Problem 1
Please extract the passage of the article on the Oakland bakery from "The bankruptcy ruling" to "advocating black self-reliance.", copying it word for word.
Problem 2
Pick up the article on the Oakland bakery after its final sentence and write what comes next.

Excerpted text
▼
OAKLAND, Aug. 10 — A federal judge’s order to liquidate the assets of Your Black Muslim Bakery will shutter one of this city’s black nationalist institutions, a step called long overdue by many members of the clergy and community activists.

“They had veered far, far away from the basic tenets of the Muslim faith,” said Amos C. Brown, senior pastor at the Third Baptist Church in San Francisco. “They had become agents and perpetrators of terror and vigilantism.”

The bankruptcy ruling late Thursday to pay off some $900,000 in debt and back taxes came a week after the killing of a local journalist, Chauncey W. Bailey Jr., a case in which a handyman employed by the bakery is a prime suspect.

Mr. Bailey, who had been investigating the bakery’s finances for a newspaper story, was shot at close range in daylight in downtown Oakland on Aug. 2.

Yusuf Bey opened the bakery, famous for its bean pies, in the late 1960s, becoming a well-regarded figure by relentlessly advocating black self-reliance.

Mr. Bey and his descendants drew their inspiration from Elijah Muhammad, the Nation of Islam leader. Several black Muslim clerics in the Bay Area recall that Mr. Muhammad excommunicated Mr. Bey in the early 1970s, but the reasons were murky.
▲
Dataset
▼
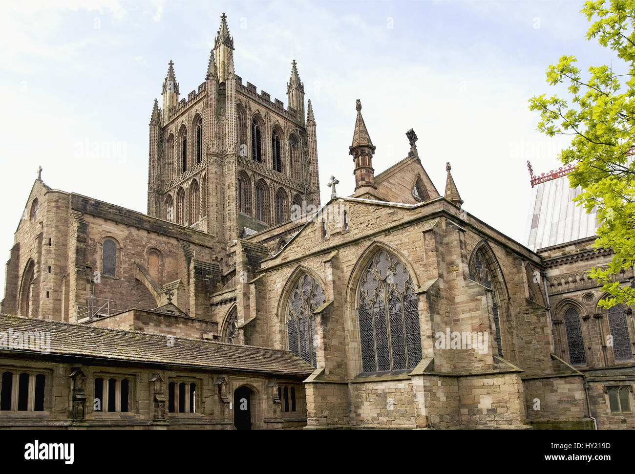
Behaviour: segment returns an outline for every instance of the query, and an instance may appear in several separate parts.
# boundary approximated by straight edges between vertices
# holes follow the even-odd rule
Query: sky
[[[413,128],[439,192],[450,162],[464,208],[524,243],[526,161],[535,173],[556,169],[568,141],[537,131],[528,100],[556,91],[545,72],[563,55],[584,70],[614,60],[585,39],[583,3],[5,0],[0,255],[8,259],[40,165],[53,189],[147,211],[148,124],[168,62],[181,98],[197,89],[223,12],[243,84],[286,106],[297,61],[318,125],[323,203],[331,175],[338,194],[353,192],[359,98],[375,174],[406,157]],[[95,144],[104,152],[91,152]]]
▲
▼
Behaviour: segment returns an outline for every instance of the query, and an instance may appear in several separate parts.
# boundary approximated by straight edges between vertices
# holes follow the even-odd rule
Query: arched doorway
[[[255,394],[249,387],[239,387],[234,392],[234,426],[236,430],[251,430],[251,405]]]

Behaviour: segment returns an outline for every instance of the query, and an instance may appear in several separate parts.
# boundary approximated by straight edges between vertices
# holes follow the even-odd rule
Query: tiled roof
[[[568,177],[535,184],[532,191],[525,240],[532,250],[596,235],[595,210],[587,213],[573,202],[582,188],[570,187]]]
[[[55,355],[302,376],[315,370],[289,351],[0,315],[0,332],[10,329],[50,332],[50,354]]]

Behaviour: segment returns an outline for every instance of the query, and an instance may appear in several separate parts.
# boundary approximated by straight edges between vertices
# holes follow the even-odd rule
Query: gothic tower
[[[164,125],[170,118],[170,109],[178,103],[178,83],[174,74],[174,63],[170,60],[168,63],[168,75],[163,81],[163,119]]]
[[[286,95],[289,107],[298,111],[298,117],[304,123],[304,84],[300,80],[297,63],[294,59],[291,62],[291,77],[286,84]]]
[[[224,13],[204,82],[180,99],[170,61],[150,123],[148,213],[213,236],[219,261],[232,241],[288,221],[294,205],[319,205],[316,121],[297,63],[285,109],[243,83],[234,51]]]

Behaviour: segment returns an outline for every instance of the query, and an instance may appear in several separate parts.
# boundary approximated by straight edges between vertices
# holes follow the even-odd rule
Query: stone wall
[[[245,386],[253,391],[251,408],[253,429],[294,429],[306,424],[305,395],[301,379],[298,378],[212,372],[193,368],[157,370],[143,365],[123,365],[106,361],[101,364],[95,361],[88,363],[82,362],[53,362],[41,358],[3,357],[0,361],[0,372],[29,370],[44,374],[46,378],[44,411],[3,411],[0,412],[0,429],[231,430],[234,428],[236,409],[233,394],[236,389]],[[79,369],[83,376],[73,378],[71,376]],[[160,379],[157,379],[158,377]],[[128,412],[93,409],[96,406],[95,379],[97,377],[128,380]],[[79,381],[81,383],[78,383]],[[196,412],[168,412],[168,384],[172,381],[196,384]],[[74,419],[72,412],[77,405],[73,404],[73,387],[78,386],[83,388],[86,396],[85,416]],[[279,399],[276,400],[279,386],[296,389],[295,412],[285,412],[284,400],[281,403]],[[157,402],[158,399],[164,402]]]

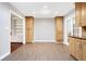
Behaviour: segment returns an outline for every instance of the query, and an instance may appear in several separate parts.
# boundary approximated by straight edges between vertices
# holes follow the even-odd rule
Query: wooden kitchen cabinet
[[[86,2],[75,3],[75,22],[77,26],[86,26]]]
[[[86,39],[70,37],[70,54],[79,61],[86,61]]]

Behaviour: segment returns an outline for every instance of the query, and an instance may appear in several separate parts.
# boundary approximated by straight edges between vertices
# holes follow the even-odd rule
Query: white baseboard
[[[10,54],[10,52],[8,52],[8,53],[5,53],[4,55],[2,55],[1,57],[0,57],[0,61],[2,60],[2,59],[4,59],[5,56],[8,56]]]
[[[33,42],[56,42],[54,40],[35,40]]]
▲
▼
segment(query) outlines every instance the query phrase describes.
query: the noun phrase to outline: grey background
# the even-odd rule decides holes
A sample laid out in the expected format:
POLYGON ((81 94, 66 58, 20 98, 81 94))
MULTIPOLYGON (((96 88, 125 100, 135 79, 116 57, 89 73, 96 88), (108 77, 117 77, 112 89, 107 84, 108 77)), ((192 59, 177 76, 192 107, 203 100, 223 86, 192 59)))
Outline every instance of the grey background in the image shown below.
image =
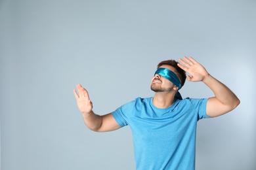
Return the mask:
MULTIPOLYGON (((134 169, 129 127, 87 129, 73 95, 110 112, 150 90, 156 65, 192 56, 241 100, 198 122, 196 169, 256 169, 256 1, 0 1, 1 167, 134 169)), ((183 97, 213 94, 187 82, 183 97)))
▲
Result 1
The bankruptcy ruling late Thursday to pay off some $900,000 in debt and back taxes came a week after the killing of a local journalist, Chauncey W. Bailey Jr., a case in which a handyman employed by the bakery is a prime suspect.

Mr. Bailey, who had been investigating the bakery’s finances for a newspaper story, was shot at close range in daylight in downtown Oakland on Aug. 2.

Yusuf Bey opened the bakery, famous for its bean pies, in the late 1960s, becoming a well-regarded figure by relentlessly advocating black self-reliance.

Result 2
“They claimed Islam but they were absolutely not Muslims,” said Delmont Y. Waqia, the director of Islamic studies at Al Salaam mosque in Oakland and Mr. Bailey’s brother-in-law, noting that Mr. Bey did not worship at any mosque.

Still, Mr. Bey copied the Nation of Islam in its ideology and appearance, the men wearing suits with bow ties and the women headscarves. The slice of the group’s creed he emphasized was that African-Americans had to make their own heaven on earth — there was no afterlife — with proof of righteousness embodied in a good business and a Cadillac, other Muslim leaders said.

His message was welcomed, particularly given Oakland’s role as a font of black nationalist organizations like the Black Panthers.

Community activists raised in Oakland remember Your Black Muslim Bakery as a beacon that became a string of enterprises including a community school, which is now closed, and numerous bakery outlets.

“There was a time when it was full of brothers and sisters coming in and out, and it seemed like it was thriving,” said Jakada Imani, the executive director of the Ella Baker Center for Human Rights. “There was a magnetism — everything was new and shiny and clean and pretty.”

But in weekly sermons broadcast on the first black-owned local cable television channel, Mr. Bey made racist attacks against whites.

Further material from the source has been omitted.